— start Information shown —

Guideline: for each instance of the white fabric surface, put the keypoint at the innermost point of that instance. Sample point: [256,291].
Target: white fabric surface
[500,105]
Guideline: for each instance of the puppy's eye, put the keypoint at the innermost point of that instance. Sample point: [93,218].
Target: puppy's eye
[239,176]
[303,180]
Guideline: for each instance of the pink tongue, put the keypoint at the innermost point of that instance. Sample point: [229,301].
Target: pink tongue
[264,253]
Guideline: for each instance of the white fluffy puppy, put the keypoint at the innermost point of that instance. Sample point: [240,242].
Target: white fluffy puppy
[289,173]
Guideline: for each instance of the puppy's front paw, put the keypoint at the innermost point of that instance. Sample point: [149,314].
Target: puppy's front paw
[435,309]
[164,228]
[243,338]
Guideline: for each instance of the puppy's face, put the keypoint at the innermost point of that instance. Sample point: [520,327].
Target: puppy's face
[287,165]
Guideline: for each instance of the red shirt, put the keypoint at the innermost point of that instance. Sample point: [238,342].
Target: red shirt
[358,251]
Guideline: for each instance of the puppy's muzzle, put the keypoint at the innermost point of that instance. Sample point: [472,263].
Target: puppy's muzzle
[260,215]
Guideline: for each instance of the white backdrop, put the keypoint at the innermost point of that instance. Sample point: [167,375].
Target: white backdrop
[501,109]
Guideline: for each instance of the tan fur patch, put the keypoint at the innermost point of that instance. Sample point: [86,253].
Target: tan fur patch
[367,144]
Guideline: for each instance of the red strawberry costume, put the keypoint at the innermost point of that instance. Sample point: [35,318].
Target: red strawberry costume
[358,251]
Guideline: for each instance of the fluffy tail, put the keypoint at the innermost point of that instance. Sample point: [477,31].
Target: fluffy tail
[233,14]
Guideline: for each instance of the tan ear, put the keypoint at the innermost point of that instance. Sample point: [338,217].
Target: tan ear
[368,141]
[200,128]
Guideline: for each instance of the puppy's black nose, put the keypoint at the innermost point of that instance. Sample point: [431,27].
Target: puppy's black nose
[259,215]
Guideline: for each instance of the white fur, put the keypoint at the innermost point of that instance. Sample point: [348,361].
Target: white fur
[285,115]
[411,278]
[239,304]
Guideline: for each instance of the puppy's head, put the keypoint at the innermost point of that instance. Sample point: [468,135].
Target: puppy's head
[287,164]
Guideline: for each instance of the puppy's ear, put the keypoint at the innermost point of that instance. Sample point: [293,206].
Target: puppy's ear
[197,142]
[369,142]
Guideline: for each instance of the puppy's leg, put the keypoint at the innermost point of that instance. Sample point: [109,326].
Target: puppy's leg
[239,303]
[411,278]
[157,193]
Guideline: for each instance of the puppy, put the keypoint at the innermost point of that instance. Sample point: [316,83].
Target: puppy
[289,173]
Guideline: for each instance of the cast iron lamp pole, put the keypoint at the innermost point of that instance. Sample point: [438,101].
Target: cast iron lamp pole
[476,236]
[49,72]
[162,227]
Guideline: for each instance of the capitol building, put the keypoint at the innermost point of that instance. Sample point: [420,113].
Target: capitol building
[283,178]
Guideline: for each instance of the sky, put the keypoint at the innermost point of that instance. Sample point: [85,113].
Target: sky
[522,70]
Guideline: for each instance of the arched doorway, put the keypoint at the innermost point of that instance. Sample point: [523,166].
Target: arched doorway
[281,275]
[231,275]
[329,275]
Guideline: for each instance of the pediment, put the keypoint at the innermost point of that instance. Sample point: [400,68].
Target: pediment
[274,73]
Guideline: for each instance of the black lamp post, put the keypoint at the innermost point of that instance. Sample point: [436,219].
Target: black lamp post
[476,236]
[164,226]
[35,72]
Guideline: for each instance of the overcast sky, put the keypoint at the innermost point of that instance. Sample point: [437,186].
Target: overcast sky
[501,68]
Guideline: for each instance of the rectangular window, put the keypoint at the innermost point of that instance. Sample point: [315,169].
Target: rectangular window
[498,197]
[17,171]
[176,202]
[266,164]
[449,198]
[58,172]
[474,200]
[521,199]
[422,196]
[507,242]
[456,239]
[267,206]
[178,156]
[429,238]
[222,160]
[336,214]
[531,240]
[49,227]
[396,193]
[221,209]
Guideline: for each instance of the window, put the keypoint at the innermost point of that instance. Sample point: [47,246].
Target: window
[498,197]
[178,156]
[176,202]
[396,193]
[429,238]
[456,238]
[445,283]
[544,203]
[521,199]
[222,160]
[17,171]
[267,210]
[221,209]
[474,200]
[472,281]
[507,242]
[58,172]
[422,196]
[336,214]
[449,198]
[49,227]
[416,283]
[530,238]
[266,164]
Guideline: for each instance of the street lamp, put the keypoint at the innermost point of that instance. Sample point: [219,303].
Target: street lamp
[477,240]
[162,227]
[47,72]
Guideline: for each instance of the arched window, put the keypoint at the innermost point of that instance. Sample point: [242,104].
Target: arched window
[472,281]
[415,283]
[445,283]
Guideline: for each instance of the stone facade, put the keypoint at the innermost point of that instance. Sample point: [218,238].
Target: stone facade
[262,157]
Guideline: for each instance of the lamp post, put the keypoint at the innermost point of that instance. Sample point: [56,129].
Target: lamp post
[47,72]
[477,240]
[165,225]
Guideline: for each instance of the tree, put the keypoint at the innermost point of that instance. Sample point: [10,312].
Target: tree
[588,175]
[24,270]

— end Information shown —

> _Exercise brief_
Each entry above is to be printed again exactly.

> _Task solution_
Guideline: for each instance of the white fabric surface, put the keypoint at the innermost point of that instance. Sample point: [256,291].
Target: white fabric surface
[500,105]
Guideline: for each instance of the puppy's eye, put the keypoint at the innermost point of that instance. Sample point: [93,218].
Target: puppy's eye
[239,176]
[303,180]
Guideline: for each instance of the pink tongue, put the keypoint at the innermost point of that instance. Sample point: [229,301].
Target: pink tongue
[264,253]
Guideline: for each instance of the white fluffy puppy, put the keypoint at the innermost point of that instance. Sample point: [240,242].
Target: white fluffy puppy
[289,173]
Guideline: for each instance of the puppy's front paw, put the keypoint at the innermost point of that instance. Sample point: [149,314].
Target: puppy's front paw
[435,309]
[164,228]
[243,338]
Guideline: for each instance of the puppy's face, put the keypoint at the innermost point of that instance. Sample point: [520,327].
Target: puppy's face
[287,165]
Guideline: for each instance of the red shirt, put the keypoint at the innermost point of that instance. Sample point: [238,342].
Target: red shirt
[358,251]
Guideline: for each instance of the puppy's muzzle, put the keypoint at the innermost point of that instance. Sample point: [472,263].
Target: puppy's muzzle
[260,215]
Guideline: for each instance of the white backdrop, put the keypoint at the innermost point of that instance. Sample point: [167,375].
Target: white backdrop
[501,109]
Guideline: for each instance of the tan fur patch, put the keypoint at the innermost point of that instance. Sample point: [86,253].
Target: tan fur patch
[367,144]
Guideline: for each instance of the red strawberry costume, put the keypoint at the innermost point of that instance. Sample point: [35,318].
Target: red strawberry costume
[358,251]
Guideline: for each instance of the fluffy tail, put the keypoint at the innermost point of that instance. Sample point: [477,31].
Target: fluffy tail
[233,14]
Guideline: for each instance of the tan ear, put the keypoint at the innermost point of that instance. Sample point: [338,217].
Target: tan ear
[368,141]
[200,128]
Guideline: for each instance of the puppy's black nose, put the keypoint at the innermost point of that instance. Sample point: [431,27].
Target: puppy's black nose
[259,215]
Guideline: for each instance of the white fur, put the keypoint at the innermost point of that instance. Sample point: [348,361].
Target: white fur
[285,115]
[411,278]
[239,304]
Guideline: for each instance of the puppy's head, put the keypoint at the innermost point of that instance. Sample point: [468,135].
Target: puppy's head
[287,164]
Guideline: for each instance of the puppy's ear, put the keypoint at the innermost point of that instance. Sample point: [293,206].
Target: puppy's ear
[197,142]
[369,142]
Guideline: for each instance of the puppy's leg, put the keypoint at the innermost point of that instance. Sample point: [109,326].
Target: puppy's leg
[239,303]
[411,278]
[157,193]
Guideline: for each instance of the puppy, put the keypoint at the innermost point of that instance. Sample point: [316,83].
Target: puppy
[289,173]
Guideline: for each instance of the cast iron lamp pole, put the keypoint at the innermost point of that instance. Sample point: [438,101].
Target: cast iron lamp pole
[476,236]
[49,72]
[162,227]
Guideline: for each instance of the capitol building, put the keypoint at the innermost point of that instance. Sample point: [420,113].
Target: capitol building
[283,178]
Guideline: for each instance of the sky, put the keypoint at the innermost point of that instance. Sample point: [85,113].
Target: sky
[522,70]
Guideline: for each instance of the arched doorway, put the keypoint at the innermost point of that instance. Sample point: [523,166].
Target: arched doorway
[281,275]
[231,275]
[329,275]
Guideline: for each instance of the pediment, put the keypoint at the innermost point of that instance. Sample point: [400,68].
Target: pediment
[274,73]
Guideline: for each instance of the black lamp post, put the keypoint at the innermost point of that instance. Sample point: [436,219].
Target: black lamp post
[476,236]
[164,226]
[35,72]
Guideline: for each instance of the overcast sky, put the keypoint at the innermost point of that instance. Sample point: [437,186].
Target: overcast sky
[501,68]
Guideline: for each instance of the rectangular window, put the keypoint at the innermost point of that instance. Sample point: [315,169].
Target: rectangular window
[498,197]
[17,171]
[176,202]
[266,164]
[449,198]
[58,172]
[474,200]
[521,199]
[422,196]
[507,242]
[456,239]
[267,206]
[178,156]
[429,238]
[222,160]
[336,214]
[531,240]
[49,227]
[396,193]
[221,209]
Guideline: for each instance of the window, put the keypoint at the innermost point of that instance. Sample point: [47,246].
Target: window
[498,197]
[178,156]
[176,202]
[396,193]
[429,238]
[456,238]
[445,283]
[544,203]
[521,199]
[222,160]
[17,171]
[267,210]
[221,209]
[474,200]
[472,281]
[507,242]
[58,172]
[422,196]
[336,214]
[449,198]
[49,227]
[416,283]
[530,238]
[266,164]
Guideline: for each instance of the street lamp, put the keypoint at the innermost point of that instance. Sample point: [219,303].
Target: street lamp
[477,240]
[162,227]
[47,72]
Guideline: for each instance of the arched window, put the keypoint at the innermost point of that instance. Sample point: [242,104].
Target: arched window
[472,281]
[415,283]
[445,283]
Guideline: for each instance of the stone facade, put the keypoint at the innermost point of that instance. Sample point: [218,238].
Target: stone facade
[262,157]
Guideline: for each instance of the lamp post, put the keypoint at the innermost point of that instance. Sample point: [56,129].
Target: lamp post
[47,72]
[477,240]
[165,225]
Guideline: for each instance of the tree, put the keypoint at the innermost point of that instance. Sample point: [10,312].
Target: tree
[588,175]
[24,270]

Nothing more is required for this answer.